*Trecho citado*:
#####

Ele mora com a família numa casa de três quartos no Jardim Industrial, um bairro popular de São José. Os únicos luxos da residência são dois aparelhos de ginástica: uma esteira rolante e um step. Arlindo é pastor-presidente do Ministério dos Artistas de Cristo e vive da venda dos CDs que produz, coletâneas de músicas infantis e evangélicas, oferecidas a 15 reais nos locais onde se apresenta. Ele não cobra pelas apresentações em igrejas, mas quem o convida paga suas despesas e se compromete a vender previamente uma quantidade mínima de CDs. Já se apresentou como palhaço de Deus em comunidades evangélicas de brasileiros no Japão, Suíça, Canadá, Estados Unidos, Panamá, Inglaterra e França. Planeja mudar-se, em janeiro, para a Flórida, onde será diretor do Ministério das Artes na Primeira Igreja Batista Brasileira de Orlando. Presidirá cultos vestido de palhaço e dará aulas de arte dramática, comunicação em público e treinamento para os seminaristas da igreja. De mágica, ainda não.

#####

*Linhas fornecidas*:
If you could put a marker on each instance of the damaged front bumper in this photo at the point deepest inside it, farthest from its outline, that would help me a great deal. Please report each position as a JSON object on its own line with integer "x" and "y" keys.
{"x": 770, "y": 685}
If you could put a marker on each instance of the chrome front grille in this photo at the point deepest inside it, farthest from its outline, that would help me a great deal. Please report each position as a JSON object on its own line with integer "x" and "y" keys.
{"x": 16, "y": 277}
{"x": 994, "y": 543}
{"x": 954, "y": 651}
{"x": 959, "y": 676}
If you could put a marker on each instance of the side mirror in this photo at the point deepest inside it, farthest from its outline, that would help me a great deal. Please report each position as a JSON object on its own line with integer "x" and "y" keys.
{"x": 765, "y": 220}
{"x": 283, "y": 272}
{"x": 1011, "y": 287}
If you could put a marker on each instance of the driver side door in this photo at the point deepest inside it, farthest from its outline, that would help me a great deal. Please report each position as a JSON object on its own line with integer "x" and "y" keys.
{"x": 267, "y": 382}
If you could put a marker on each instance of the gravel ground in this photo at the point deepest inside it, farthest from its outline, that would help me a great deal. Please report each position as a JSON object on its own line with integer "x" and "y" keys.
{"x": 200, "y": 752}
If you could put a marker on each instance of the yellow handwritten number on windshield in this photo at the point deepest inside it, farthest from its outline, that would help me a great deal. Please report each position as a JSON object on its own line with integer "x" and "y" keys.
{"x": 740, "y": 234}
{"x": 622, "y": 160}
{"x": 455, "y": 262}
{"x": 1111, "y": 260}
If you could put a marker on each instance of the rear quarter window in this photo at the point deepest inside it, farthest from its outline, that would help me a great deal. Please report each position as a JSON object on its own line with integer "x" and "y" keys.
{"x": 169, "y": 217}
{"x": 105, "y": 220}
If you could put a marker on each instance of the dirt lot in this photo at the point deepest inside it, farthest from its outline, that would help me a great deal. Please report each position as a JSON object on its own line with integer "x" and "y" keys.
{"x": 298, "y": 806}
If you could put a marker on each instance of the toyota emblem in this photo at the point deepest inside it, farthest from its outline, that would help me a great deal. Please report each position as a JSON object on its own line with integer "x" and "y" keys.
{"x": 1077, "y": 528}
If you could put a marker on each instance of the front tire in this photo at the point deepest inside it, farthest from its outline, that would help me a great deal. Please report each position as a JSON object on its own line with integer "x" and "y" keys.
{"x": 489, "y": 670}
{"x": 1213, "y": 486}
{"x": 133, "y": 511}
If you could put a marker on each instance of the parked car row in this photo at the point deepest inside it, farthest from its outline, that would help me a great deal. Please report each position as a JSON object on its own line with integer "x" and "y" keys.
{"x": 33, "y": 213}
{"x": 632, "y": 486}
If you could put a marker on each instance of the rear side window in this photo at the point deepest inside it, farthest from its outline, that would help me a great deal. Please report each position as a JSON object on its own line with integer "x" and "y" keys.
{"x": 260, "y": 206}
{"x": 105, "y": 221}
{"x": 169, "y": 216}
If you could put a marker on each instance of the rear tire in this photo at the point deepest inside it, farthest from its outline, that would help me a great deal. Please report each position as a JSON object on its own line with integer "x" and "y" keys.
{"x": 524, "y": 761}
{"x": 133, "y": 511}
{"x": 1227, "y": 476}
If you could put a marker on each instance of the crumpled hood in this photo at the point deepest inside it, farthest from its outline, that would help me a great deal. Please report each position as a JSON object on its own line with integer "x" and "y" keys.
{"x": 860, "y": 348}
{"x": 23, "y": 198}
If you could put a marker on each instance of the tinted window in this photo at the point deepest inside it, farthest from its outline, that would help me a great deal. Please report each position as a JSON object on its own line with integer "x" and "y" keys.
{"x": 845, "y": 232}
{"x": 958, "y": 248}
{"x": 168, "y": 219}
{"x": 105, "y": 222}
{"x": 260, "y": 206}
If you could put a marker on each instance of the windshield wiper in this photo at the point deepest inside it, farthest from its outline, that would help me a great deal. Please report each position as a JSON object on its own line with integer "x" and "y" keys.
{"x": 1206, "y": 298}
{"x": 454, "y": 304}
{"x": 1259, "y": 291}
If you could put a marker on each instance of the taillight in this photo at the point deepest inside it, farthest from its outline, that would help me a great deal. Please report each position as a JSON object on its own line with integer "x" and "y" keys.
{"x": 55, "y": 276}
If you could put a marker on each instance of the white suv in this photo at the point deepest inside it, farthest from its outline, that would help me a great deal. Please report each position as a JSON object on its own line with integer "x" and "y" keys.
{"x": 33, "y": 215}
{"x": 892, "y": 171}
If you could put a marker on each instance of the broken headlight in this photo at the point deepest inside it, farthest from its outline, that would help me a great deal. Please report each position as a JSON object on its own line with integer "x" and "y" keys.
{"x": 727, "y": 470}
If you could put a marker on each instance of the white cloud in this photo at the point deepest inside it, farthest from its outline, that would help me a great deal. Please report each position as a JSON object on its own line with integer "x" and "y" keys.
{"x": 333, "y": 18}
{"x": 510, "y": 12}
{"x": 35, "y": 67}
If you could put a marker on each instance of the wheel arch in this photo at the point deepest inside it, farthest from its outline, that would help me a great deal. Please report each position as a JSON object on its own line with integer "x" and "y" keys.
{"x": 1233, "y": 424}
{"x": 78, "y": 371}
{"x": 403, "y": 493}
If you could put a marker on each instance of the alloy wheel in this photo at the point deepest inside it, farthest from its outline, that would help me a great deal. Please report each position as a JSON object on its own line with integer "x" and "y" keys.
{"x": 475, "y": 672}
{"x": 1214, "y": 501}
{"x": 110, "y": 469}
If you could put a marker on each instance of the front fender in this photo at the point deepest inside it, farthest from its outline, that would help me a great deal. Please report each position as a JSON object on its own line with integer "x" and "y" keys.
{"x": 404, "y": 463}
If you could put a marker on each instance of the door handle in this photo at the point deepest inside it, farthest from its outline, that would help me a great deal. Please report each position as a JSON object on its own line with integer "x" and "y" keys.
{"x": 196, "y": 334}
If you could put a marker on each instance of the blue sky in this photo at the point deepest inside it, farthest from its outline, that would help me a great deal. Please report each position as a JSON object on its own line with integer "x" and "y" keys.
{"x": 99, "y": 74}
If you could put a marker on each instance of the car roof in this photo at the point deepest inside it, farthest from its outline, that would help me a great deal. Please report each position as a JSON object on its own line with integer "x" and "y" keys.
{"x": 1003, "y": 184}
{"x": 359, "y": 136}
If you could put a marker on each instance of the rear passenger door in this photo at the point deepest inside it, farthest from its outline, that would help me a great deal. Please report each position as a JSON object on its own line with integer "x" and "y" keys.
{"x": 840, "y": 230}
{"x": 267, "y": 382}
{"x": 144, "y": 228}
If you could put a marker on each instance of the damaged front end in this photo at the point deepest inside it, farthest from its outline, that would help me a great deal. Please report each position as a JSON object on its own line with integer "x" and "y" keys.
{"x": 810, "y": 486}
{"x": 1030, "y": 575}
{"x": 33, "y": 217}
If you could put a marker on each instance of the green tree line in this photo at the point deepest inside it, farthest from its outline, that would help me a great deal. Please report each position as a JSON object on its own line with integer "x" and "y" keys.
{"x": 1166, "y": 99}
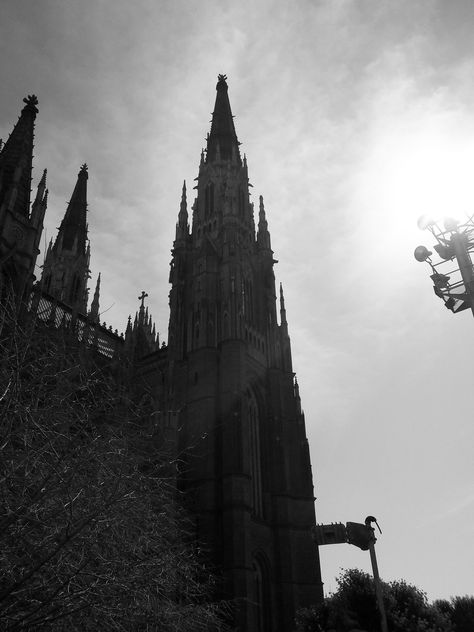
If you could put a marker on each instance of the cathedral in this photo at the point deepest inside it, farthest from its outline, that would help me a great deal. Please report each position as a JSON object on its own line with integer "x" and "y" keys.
{"x": 223, "y": 383}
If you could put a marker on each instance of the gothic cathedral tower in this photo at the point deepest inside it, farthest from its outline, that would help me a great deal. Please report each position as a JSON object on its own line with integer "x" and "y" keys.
{"x": 243, "y": 450}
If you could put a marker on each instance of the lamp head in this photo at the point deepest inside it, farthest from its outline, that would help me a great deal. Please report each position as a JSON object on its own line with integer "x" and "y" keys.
{"x": 422, "y": 253}
{"x": 425, "y": 222}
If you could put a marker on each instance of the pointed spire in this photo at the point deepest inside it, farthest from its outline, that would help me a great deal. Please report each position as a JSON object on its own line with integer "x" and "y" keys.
{"x": 182, "y": 228}
{"x": 38, "y": 208}
{"x": 94, "y": 311}
{"x": 222, "y": 143}
{"x": 16, "y": 160}
{"x": 72, "y": 233}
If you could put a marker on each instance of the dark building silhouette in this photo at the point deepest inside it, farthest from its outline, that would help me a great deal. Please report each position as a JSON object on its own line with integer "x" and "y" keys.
{"x": 223, "y": 389}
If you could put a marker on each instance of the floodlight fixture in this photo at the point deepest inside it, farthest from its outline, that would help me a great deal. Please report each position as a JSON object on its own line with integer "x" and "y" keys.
{"x": 422, "y": 253}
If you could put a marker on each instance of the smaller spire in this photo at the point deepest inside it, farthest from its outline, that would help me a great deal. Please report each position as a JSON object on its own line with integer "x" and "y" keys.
{"x": 16, "y": 161}
{"x": 94, "y": 311}
{"x": 38, "y": 208}
{"x": 283, "y": 320}
{"x": 182, "y": 227}
{"x": 263, "y": 236}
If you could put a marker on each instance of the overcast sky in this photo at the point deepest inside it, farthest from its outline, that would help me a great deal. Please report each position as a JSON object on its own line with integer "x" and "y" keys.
{"x": 356, "y": 117}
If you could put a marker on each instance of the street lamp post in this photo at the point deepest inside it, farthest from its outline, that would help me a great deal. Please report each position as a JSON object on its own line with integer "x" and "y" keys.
{"x": 363, "y": 537}
{"x": 455, "y": 243}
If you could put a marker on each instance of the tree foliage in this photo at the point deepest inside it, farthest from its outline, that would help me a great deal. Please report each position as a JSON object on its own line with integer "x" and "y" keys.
{"x": 91, "y": 534}
{"x": 353, "y": 608}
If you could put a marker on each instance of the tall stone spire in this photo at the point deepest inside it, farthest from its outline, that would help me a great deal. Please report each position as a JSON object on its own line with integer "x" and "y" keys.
{"x": 241, "y": 433}
{"x": 72, "y": 233}
{"x": 16, "y": 162}
{"x": 66, "y": 266}
{"x": 20, "y": 233}
{"x": 94, "y": 311}
{"x": 222, "y": 143}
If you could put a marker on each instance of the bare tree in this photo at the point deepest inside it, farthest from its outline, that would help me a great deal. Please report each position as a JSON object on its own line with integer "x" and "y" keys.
{"x": 91, "y": 533}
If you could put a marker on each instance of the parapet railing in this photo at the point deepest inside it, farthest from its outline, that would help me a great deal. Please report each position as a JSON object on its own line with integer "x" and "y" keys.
{"x": 56, "y": 314}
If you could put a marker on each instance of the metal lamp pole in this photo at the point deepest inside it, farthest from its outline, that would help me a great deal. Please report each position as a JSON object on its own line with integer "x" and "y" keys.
{"x": 375, "y": 571}
{"x": 454, "y": 244}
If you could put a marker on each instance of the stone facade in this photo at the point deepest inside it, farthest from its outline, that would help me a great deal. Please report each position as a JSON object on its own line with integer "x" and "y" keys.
{"x": 223, "y": 389}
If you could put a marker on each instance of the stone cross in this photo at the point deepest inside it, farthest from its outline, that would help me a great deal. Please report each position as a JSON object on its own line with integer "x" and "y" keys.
{"x": 142, "y": 298}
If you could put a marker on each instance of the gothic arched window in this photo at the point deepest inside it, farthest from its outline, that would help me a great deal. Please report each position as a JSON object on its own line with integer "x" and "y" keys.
{"x": 209, "y": 199}
{"x": 255, "y": 454}
{"x": 262, "y": 593}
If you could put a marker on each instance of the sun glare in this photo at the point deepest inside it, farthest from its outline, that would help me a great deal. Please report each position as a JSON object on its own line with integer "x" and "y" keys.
{"x": 420, "y": 170}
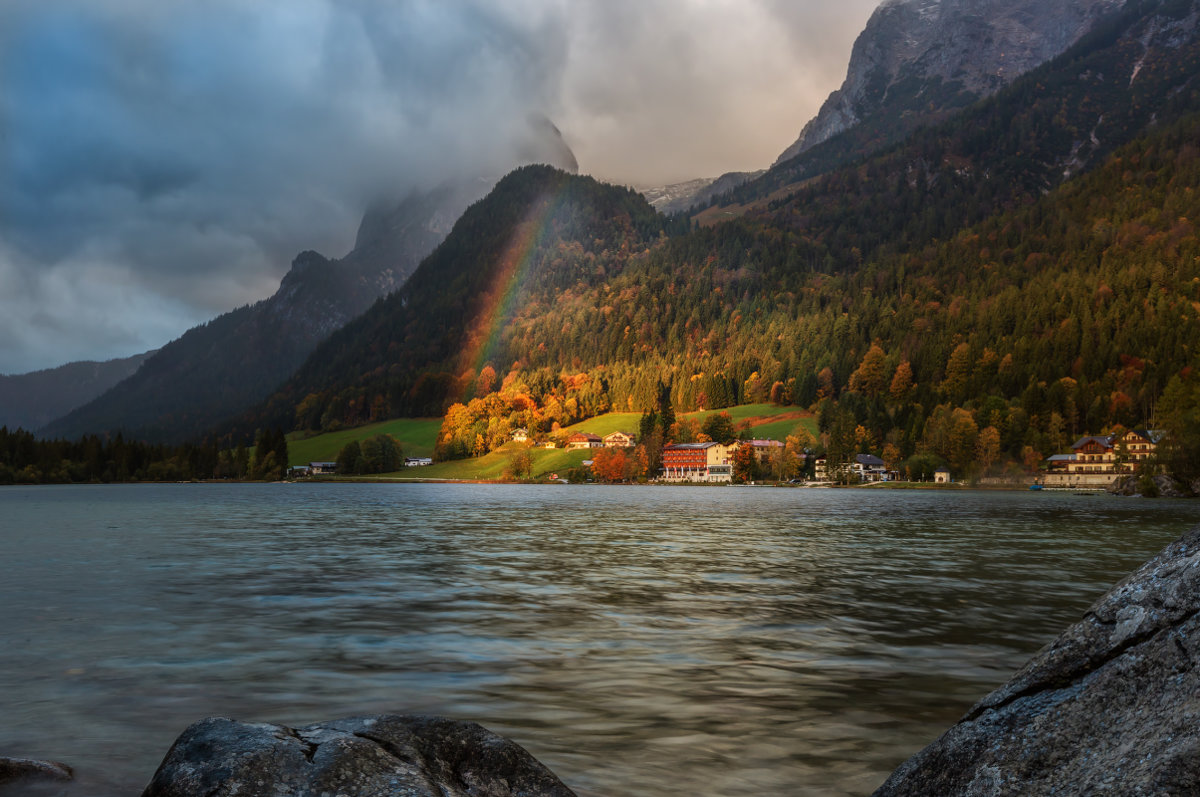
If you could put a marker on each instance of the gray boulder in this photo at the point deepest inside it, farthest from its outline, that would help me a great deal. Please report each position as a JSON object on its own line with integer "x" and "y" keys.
{"x": 382, "y": 756}
{"x": 30, "y": 777}
{"x": 1113, "y": 706}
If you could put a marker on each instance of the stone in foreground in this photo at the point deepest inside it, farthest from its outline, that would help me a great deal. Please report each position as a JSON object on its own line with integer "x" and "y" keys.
{"x": 31, "y": 777}
{"x": 382, "y": 756}
{"x": 1113, "y": 706}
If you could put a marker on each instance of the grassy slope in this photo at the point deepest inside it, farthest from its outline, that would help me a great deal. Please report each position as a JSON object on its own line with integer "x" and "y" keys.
{"x": 491, "y": 466}
{"x": 762, "y": 419}
{"x": 549, "y": 461}
{"x": 417, "y": 436}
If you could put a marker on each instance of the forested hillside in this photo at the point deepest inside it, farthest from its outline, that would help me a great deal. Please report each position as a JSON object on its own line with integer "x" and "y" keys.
{"x": 538, "y": 235}
{"x": 981, "y": 294}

#####

*Requisitos do exercício*:
A. De acordo com o trecho citado, em que bairro de São José Arlindo mora com a família?
B. Enumere todos os países em que, segundo o trecho citado, Arlindo já se apresentou como palhaço de Deus.
C. Prossiga o texto sobre o pastor Arlindo a partir da frase final "De mágica, ainda não".
As linhas foram obtidas de outra fonte.

*Resultados das tarefas*:
A. No Jardim Industrial, um bairro popular de São José.

B. Japão, Suíça, Canadá, Estados Unidos, Panamá, Inglaterra e França.

C.
No domingo, 14 de outubro, às nove da manhã, Arlindo foi acordado pelo telefone. Era o chamado de alguém que estava à sua espera na rodoviária. Pulou da cama e, sem tirar o pijama azul de malha, pegou o carro e foi apanhar a visita. A porta direita de seu Fiat Uno antigo só abre por fora e a janela esquerda não desce. Como o tanque do carro estava na reserva, ele parou num posto e colocou combustível. De pijama, saiu do carro para passar o cartão de débito e, mais adiante, entrou numa padaria para comprar pão, presunto e queijo. Só botou uma roupa mais apresentável às quatro da tarde, para ir até Tremembé, em São Paulo, para dar seu show circense-evangélico. Como era perto, foi de carro. Quando o compromisso é mais longe, viaja de ônibus e, raramente, de avião. No mês de outubro, quando se comemora o Dia da Criança, a agenda de shows do pastor foi de uma gincana frenética. Em 28 dias, fez vinte apresentações em dezenove cidades de cinco estados. No Estádio Pinheirão, em Curitiba, sua platéia chegou a 10 mil pessoas.

 

O encerramento dos shows do Palhaço de Deus é feito com música solene. Em gestos ensaiados, ele saca a cartola lentamente, solta a peruca e tira o nariz de palhaço. “Seus papais e mamães me conheceram como o maior palhaço do mundo. E eu troquei essa coroa pelo reino de Deus”, ele diz. Com um paninho na mão direita, ele lambuza o rosto com óleo Johnson e remove a maquiagem enquanto diz: “Eu tinha sucesso, dinheiro e fama. Eu representava uma alegria que eu mesmo não sentia, que não passava de um sorriso pintado”. O que se vê então é um homem calvo e de cara limpa. A música sobe, ele tira o paletó, abaixa os suspensórios e encara o público com ar circunspecto. “Minha mãe morreu, me afoguei na bebida, sofri um acidente e fui desenganado pelos médicos”, conta. “Um pastor expulsou de mim uma legião de demônios e eu me curvei ao Senhor. Eu me tornei um homem de Deus.”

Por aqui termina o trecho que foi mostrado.